#### [Work to do]
Switch "Target" to "Label" in the records, starting at the line that contains "Field-scouting task: mark every instance of the dandelion" and running through the end of the records. Return only those lines, with everything else left unchanged.

Coordinate annotation entries:

************

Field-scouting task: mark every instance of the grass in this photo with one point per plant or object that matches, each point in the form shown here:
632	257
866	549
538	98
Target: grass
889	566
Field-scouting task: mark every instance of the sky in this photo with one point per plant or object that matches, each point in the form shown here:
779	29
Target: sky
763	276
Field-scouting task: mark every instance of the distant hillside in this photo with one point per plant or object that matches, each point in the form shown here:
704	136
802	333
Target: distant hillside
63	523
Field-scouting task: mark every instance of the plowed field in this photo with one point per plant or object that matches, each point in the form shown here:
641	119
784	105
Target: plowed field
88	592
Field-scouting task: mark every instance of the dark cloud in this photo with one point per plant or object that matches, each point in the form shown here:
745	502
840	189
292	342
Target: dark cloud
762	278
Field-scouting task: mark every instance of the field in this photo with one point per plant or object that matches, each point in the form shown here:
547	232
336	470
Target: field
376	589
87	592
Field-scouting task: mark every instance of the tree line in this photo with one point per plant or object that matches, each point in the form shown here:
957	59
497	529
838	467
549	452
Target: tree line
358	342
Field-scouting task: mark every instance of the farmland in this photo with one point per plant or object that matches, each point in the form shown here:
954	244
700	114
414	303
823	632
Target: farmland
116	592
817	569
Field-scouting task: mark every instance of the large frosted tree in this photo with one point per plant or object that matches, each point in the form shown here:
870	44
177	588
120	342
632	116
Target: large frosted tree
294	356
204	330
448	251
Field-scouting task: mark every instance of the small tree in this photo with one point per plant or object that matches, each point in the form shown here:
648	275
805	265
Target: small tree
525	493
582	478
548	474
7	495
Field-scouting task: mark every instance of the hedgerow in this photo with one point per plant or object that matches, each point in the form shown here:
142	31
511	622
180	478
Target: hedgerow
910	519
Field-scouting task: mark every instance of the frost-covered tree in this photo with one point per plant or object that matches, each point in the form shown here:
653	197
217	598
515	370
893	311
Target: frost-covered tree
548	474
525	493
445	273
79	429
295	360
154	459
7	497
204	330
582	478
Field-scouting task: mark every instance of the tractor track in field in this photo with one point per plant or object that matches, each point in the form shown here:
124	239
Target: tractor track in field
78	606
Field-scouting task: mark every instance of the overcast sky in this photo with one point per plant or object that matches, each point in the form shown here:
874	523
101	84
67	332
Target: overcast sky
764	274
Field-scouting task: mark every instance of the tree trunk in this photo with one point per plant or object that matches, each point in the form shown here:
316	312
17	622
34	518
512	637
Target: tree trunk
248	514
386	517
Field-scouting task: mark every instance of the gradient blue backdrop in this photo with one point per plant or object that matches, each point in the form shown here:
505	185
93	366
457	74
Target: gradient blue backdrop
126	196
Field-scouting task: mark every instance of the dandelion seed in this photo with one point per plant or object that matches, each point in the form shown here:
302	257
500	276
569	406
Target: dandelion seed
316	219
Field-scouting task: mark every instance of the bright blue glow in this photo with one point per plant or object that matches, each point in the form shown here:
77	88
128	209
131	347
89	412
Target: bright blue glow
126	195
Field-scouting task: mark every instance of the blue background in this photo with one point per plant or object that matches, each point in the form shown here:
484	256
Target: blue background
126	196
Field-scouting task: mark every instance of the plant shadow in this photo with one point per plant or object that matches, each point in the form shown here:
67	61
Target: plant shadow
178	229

************

#### [Complete output]
Field-scouting task: mark every instance of the dandelion seed in this photo with one point per plant or object that matches, each point in the form shown here:
302	257
500	276
569	406
Label: dandelion seed
316	219
Field-scouting task: mark every instance of the bright blue glow in this photo with one point per plant or object that matches, each point in the form shown here:
77	88
128	209
131	347
89	412
Label: bright blue glow
126	195
Field-scouting task: mark every instance of the blue background in this photo with one point per plant or object that matches, each point in the form shown here:
484	256
Label: blue background
126	196
Field-scouting task: mark every instance of the plant shadow in this photo with one point per plant or object that matches, each point in the form shown here:
67	61
Label: plant shadow
178	229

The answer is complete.